Texto extraído
+===+
O sucesso transfronteiriço dependerá da disposição de outros países de aderir às inovações financeiras da China. O yuan digital oferece vantagens que mercados emergentes, precariamente atendidos pelas estruturas atuais, deverão considerar atraentes. Nessas economias, um banco “correspondente” tem de ser empregado como intermediário de outro para facilitar as transferências. 

“O desenvolvimento do yuan digital pode no fim contribuir para o objetivo de longo prazo do PBOC de internacionalização de sua moeda”, disse Paul Mackel, do HSBC. “Se uma transferência ponto a ponto com melhor custo-benefício se tornar aceita de forma ampla em transações internacionais”, entidades não americanas e chinesas “poderão ser capazes de converter moedas diretamente, sem o envolvimento do dólar”. 

Simultaneamente, o comércio da China com países asiáticos e africanos disparou, o que permite um uso maior do yuan nas transações. Charles Gave, da consultoria Gavekal Research, chama isso de “nova ordem monetária da Ásia”. 

O uso internacional do yuan aumentou 24% em 2018 e 2019, para 19,67 trilhões de yuans, um recorde em termos de volume, segundo informou o PBOC no Relatório de Internacionalização de 2020. 

Gave disse que, embora o comércio entre os países asiáticos ainda se dê principalmente em dólares, já existe uma “infraestrutura paralela”. Velhos arranjos centrados no dólar podem ser descartados em questão de dias sem provocar um colapso no comércio regional pela falta de um meio de pagamento. Na crise financeira de 2008, os países asiáticos, que tinham vastas reservas em dólar, não conseguiram mobilizar seus ativos rapidamente e tiveram de recorrer a uma linha de liquidez de emergência de swap em dólares.
+===+
Requisitos do exercício
Transcreva do texto sobre o yuan digital o trecho entre “O uso internacional” e “Internacionalização de 2020.”, inclusive.

Dados brutos
+===+
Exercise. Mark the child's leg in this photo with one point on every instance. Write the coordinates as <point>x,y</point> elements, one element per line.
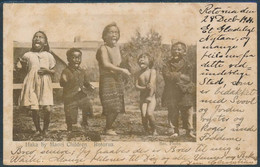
+===+
Resposta da tarefa
O uso internacional do yuan aumentou 24% em 2018 e 2019, para 19,67 trilhões de yuans, um recorde em termos de volume, segundo informou o PBOC no Relatório de Internacionalização de 2020.